▶ [Work request]: Report every line of the data that includes "building".

Referring expression pointing data
_ _ _ _ _
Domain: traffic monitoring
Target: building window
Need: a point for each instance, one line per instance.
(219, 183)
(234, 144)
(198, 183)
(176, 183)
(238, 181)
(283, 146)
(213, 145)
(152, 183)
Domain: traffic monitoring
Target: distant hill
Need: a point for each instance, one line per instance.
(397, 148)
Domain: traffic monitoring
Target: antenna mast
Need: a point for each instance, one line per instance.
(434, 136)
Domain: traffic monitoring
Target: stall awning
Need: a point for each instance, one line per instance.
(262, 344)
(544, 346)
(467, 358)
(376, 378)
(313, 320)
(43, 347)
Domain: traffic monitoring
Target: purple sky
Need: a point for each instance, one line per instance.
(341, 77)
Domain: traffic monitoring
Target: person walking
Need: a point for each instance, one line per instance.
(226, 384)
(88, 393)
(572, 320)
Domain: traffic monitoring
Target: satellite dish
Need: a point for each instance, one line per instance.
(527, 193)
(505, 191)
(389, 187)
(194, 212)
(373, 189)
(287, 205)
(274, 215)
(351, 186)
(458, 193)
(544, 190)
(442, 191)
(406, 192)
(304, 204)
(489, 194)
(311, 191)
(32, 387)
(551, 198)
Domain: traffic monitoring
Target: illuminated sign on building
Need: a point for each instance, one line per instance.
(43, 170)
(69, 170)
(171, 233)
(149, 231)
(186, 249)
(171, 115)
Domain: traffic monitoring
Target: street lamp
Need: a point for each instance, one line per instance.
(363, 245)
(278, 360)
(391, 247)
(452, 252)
_ _ _ _ _
▶ [Solution to the exercise]:
Target: building window
Target: illuminated sign on building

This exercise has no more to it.